# [Trecho]
____________________

Simbolismo histórico da flor lótus

Flor que se poderia dizer a primeira e que desabrocha sobre águas geralmente estagnadas e turvas com uma perfeição tão sensual e soberana que é fácil imaginá-la, in illo tempore, como a primeira aparição da vida sobre a imensidade neutra das águas primordiais.

Assim aparece na iconografia egípcia — como a primeiríssima; depois disso o demiurgo e o Sol brotam de seu coração aberto.

A flor do lótus é pois, antes de tudo, o sexo, a valva arquetípica, garantia da perpetuação dos nascimentos e dos renascimentos.

Do Mediterrâneo à Índia e à China, sua importância simbólica, de manifestações tão variadas, se deriva, tanto no plano profano como no sagrado, desta imagem fundamental.

O "lótus azul", que era considerado o mais sagrado no pais dos Faraós, "oferecia um perfume de vida divina: sobre os muros dos hipogeus tebanos, ver-se-á a assembleia familiar dos vivos e dos mortos aspirar gravemente a flor violácea, num gesto em que se misturam o deleite e a magia do renascimento".

A literatura galante chinesa — que alia, como se sabe, o gosto da metáfora a um profundo realismo — emprega a palavra lótus para designar expressamente a vulva, e o título mais lisonjeiro que se pode dar a uma cortesã é o de Lótus de Ouro.

Entretanto, as espiritualidades indianas ou budistas interpretarão num sentido moral a cor imaculada do lótus, abrindo-se intacta por cima da nódoa do mundo. "Como um lótus puro, admirável, não é de modo algum maculado pelas águas, eu não sou maculada pelo mundo".

Tcheu Tuen-yi, numa conotação que parece bissexual, e portanto totalizadora, retoma a noção de pureza, acrescenta as de sobriedade e retidão e faz da flor o emblema do sábio.

De modo mais geral, como a ideia de pureza é constante, acrescentam-se ainda: a firmeza (a rigidez da haste), a prosperidade (a opulência da planta), a posteridade numerosa (abundância de grãos), a harmonia conjugal (duas flores crescem sobre a mesma haste), o tempo passado, presente e futuro (encontram-se simultaneamente os três estados da planta: botão, flor desabrochada, grãos).

____________________

# [Conteúdo dos dados]
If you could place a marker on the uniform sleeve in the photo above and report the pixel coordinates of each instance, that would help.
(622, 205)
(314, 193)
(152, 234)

____________________

# [Desafio]
Extraia, sem nenhuma alteração, a passagem do texto sobre o simbolismo da flor de lótus que vai de "A flor do lótus" até "desta imagem fundamental.", incluindo esses dois pontos.

# [Exercício resolvido]
A flor do lótus é pois, antes de tudo, o sexo, a valva arquetípica, garantia da perpetuação dos nascimentos e dos renascimentos.

Do Mediterrâneo à Índia e à China, sua importância simbólica, de manifestações tão variadas, se deriva, tanto no plano profano como no sagrado, desta imagem fundamental.